◆ **Data provided**:
####
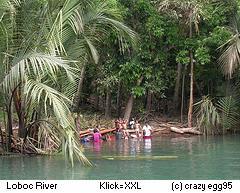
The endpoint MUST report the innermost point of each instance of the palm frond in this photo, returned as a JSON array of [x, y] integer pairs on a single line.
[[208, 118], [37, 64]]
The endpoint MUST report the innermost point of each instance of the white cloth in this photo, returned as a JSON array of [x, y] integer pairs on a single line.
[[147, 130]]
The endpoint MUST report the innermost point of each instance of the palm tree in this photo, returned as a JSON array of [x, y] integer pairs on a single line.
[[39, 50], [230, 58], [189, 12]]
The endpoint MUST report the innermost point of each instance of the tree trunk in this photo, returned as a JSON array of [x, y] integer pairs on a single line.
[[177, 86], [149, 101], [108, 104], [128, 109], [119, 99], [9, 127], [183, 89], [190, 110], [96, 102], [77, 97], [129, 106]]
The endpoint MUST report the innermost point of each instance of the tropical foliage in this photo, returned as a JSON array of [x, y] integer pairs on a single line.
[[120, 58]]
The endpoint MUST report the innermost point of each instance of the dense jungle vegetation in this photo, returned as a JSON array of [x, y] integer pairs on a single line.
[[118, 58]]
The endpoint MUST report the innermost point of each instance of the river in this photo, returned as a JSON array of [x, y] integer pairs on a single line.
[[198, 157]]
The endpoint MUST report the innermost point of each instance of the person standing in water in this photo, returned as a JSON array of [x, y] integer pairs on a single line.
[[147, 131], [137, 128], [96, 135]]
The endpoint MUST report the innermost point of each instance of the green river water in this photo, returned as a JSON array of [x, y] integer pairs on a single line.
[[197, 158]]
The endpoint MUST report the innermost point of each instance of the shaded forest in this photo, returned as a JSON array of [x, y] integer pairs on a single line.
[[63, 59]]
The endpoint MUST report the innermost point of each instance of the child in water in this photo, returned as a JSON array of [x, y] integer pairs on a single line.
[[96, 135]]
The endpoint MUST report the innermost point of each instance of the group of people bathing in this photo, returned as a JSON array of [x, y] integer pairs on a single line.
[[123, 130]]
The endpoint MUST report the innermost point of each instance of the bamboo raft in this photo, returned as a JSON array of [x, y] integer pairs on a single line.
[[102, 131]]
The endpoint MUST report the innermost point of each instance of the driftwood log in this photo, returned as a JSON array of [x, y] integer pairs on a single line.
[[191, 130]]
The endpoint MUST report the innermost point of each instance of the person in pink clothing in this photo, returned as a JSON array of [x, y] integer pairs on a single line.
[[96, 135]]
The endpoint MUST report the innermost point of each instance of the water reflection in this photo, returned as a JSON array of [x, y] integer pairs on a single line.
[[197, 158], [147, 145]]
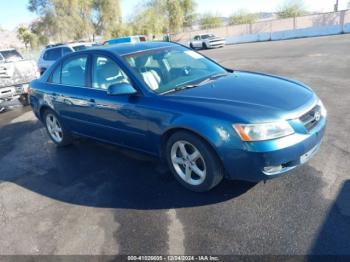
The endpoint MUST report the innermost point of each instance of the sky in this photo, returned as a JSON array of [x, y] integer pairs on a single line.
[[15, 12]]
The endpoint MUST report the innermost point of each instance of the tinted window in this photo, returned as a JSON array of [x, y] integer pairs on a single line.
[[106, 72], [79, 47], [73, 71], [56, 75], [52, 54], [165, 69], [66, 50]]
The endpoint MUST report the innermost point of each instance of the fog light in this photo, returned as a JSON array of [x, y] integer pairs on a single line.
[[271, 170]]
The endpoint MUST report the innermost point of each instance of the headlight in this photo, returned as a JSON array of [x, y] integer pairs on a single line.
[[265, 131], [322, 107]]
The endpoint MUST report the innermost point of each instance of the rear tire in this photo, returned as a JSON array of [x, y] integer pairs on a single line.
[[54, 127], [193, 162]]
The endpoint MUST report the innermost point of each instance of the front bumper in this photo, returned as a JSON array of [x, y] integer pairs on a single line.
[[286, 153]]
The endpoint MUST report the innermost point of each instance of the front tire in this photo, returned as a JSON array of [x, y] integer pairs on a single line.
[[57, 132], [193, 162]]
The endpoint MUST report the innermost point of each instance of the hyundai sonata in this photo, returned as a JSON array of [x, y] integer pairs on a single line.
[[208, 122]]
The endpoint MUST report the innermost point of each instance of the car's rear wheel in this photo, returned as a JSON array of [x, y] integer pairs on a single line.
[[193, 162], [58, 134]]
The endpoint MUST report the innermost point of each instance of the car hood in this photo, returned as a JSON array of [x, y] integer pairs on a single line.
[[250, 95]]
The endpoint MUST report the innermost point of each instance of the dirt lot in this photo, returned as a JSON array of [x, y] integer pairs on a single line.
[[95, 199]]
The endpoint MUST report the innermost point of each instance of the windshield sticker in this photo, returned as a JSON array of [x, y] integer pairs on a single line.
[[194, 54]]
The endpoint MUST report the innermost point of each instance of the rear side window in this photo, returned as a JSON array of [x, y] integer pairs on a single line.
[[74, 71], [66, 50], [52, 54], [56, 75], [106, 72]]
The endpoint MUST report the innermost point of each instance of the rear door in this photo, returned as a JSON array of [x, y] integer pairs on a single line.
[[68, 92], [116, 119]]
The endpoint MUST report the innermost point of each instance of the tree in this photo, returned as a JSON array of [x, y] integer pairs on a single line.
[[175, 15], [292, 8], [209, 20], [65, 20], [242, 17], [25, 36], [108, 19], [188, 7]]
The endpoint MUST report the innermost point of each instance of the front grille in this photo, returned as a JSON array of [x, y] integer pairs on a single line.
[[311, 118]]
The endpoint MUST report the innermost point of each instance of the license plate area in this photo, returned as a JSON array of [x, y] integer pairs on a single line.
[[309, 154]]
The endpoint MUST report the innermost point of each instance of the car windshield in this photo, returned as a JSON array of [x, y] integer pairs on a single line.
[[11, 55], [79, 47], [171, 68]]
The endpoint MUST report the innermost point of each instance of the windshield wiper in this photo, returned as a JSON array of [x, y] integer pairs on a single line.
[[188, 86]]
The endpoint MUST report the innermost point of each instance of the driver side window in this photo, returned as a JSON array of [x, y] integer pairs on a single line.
####
◆ **Required task**: Convert the listing above into a Markdown table with the columns Row and Line, giving each line its own numbered row. Skip blank lines and leave out the pictures.

◆ **Solution for this problem**:
| Row | Line |
|---|---|
| 1 | The endpoint MUST report the innermost point of each instance of the palm frond in this photo, returned as a JSON array of [x, y] integer pairs on a single line. |
| 2 | [[208, 118], [37, 64]] |
| 3 | The endpoint MUST report the innermost point of each instance of the white cloth in this photo, returned as a JSON array of [x, y] integer pairs on a single line. |
| 4 | [[147, 130]] |
| 5 | The endpoint MUST report the innermost point of each instance of the palm tree in this photo, returned as a JSON array of [x, y] integer pairs on a single line. |
| 6 | [[39, 50], [230, 58], [189, 12]] |
| 7 | The endpoint MUST report the innermost point of each instance of the tree trunk in this photo, returned as a JSON array of [x, y] integer pairs on a single line. |
| 8 | [[177, 86], [149, 101], [108, 104], [128, 109], [119, 99], [9, 127], [183, 89], [190, 110], [96, 102], [77, 97], [129, 106]] |
| 9 | The endpoint MUST report the innermost point of each instance of the tropical foliage in this photo, returned as a JSON array of [x, y] integer pairs on a single line. |
| 10 | [[120, 58]] |
| 11 | The endpoint MUST report the innermost point of each instance of the dense jungle vegetation in this photo, returned as a JSON array of [x, y] integer pairs on a single line. |
| 12 | [[118, 58]] |
| 13 | The endpoint MUST report the innermost point of each instance of the river in this photo, returned as a JSON array of [x, y] integer pairs on a single line. |
| 14 | [[198, 157]] |
| 15 | The endpoint MUST report the innermost point of each instance of the person standing in water in this photo, returned as a JSON array of [x, y] integer pairs on a single line. |
| 16 | [[147, 131], [137, 128], [96, 135]] |
| 17 | The endpoint MUST report the innermost point of each instance of the green river water in this photo, returned as a JSON array of [x, y] integer pairs on a single line. |
| 18 | [[197, 158]] |
| 19 | The endpoint MUST report the innermost point of each instance of the shaded forest in this photo, returned as a JSON array of [x, y] integer pairs on a single line. |
| 20 | [[63, 59]] |
| 21 | The endpoint MUST report the innermost point of each instance of the child in water in this photo, returned as a JSON array of [x, y] integer pairs on a single line. |
| 22 | [[96, 135]] |
| 23 | The endpoint MUST report the innermost point of each instance of the group of people bathing in this photo, returned as a JSON array of [x, y] integer pairs on a single line. |
| 24 | [[123, 130]] |
| 25 | The endpoint MUST report the innermost point of each instance of the bamboo raft in this photo, returned as a JSON array of [x, y] integer pairs on a single line. |
| 26 | [[102, 131]] |
| 27 | The endpoint MUST report the innermost point of each instance of the driftwood log in this photo, returned as a JSON array of [x, y] integer pairs on a single line. |
| 28 | [[191, 130]] |
| 29 | The endpoint MUST report the innermost point of each instance of the person in pink clothing in this photo, returned as a JSON array of [x, y] integer pairs on a single line. |
| 30 | [[96, 135]] |
| 31 | The endpoint MUST report the innermost point of each instance of the water reflection in this photo, returned as a JSON array of [x, y] integer pairs on a single line. |
| 32 | [[197, 158], [147, 145]] |
| 33 | The endpoint MUST report the innermost point of each instance of the sky in this photo, returned as a JSON array of [x, y] integer pairs on a single line. |
| 34 | [[15, 12]] |
| 35 | The endpoint MUST report the innermost point of each instance of the tinted window in this photo, returned as a JSON array of [x, y] integer pairs on a single line. |
| 36 | [[106, 72], [79, 47], [73, 71], [56, 75], [52, 54], [165, 69], [66, 50]] |
| 37 | The endpoint MUST report the innermost point of each instance of the fog light in this photo, returned as a JSON array of [x, y] integer pairs on a single line. |
| 38 | [[271, 170]] |
| 39 | The endpoint MUST report the innermost point of each instance of the headlight in this photo, returned as a JSON array of [x, y] integer pairs on a single line. |
| 40 | [[265, 131], [322, 107]] |
| 41 | The endpoint MUST report the innermost point of each instance of the rear tire in this photo, returned as a JSON array of [x, y] integer pairs on a single line. |
| 42 | [[54, 127], [193, 162]] |
| 43 | The endpoint MUST report the innermost point of each instance of the front bumper in this photo, returned as a JSON array of [x, y] integer pairs on a single line. |
| 44 | [[286, 153]] |
| 45 | The endpoint MUST report the innermost point of each instance of the front tire in this photo, returned as a JSON array of [x, y] integer pairs on a single line. |
| 46 | [[57, 132], [193, 162]] |
| 47 | The endpoint MUST report the innermost point of each instance of the hyundai sonata in this photo, returned as a JSON array of [x, y] integer pairs on a single line. |
| 48 | [[208, 122]] |
| 49 | The endpoint MUST report the innermost point of each instance of the car's rear wheel in this photo, returned as a JSON array of [x, y] integer pairs on a single line. |
| 50 | [[193, 162], [58, 134]] |
| 51 | The endpoint MUST report the innermost point of each instance of the car hood in this photo, returned as a JSON array of [x, y] integer pairs on a single line. |
| 52 | [[250, 95]] |
| 53 | The endpoint MUST report the innermost point of each instance of the dirt lot in this photo, returned as a JSON array of [x, y] integer pairs on a single line. |
| 54 | [[95, 199]] |
| 55 | The endpoint MUST report the innermost point of each instance of the windshield sticker in this photo, returned as a JSON array of [x, y] integer pairs on a single line. |
| 56 | [[194, 54]] |
| 57 | The endpoint MUST report the innermost point of each instance of the rear side window in this photo, returned as a JSON array of [x, y] integer pairs on a single line. |
| 58 | [[74, 71], [66, 50], [52, 54], [56, 75], [106, 72]] |
| 59 | The endpoint MUST report the innermost point of each instance of the rear door in this photo, returned as a JSON array of [x, y] integer pairs on a single line. |
| 60 | [[68, 92], [116, 119]] |
| 61 | The endpoint MUST report the innermost point of each instance of the tree in this photo, returned as a JSON array of [x, y] integer pairs on a single line. |
| 62 | [[175, 15], [292, 8], [209, 20], [65, 20], [242, 17], [25, 36], [108, 19], [188, 7]] |
| 63 | The endpoint MUST report the innermost point of each instance of the front grille in this photo, returned as a JSON array of [x, y] integer pairs on a single line. |
| 64 | [[311, 118]] |
| 65 | The endpoint MUST report the innermost point of each instance of the license plate area in this photo, returned as a JSON array of [x, y] integer pairs on a single line. |
| 66 | [[309, 154]] |
| 67 | The endpoint MUST report the innermost point of each instance of the car windshield in this photo, returned as a JSON array of [x, y] integer pairs on a single line. |
| 68 | [[11, 55], [79, 47], [171, 68]] |
| 69 | The endpoint MUST report the innermost point of each instance of the windshield wiper in this photo, returned as a JSON array of [x, y] integer pairs on a single line. |
| 70 | [[188, 86]] |
| 71 | The endpoint MUST report the innermost point of each instance of the driver side window in this photo, returned as a JSON array of [x, y] integer pairs on a single line. |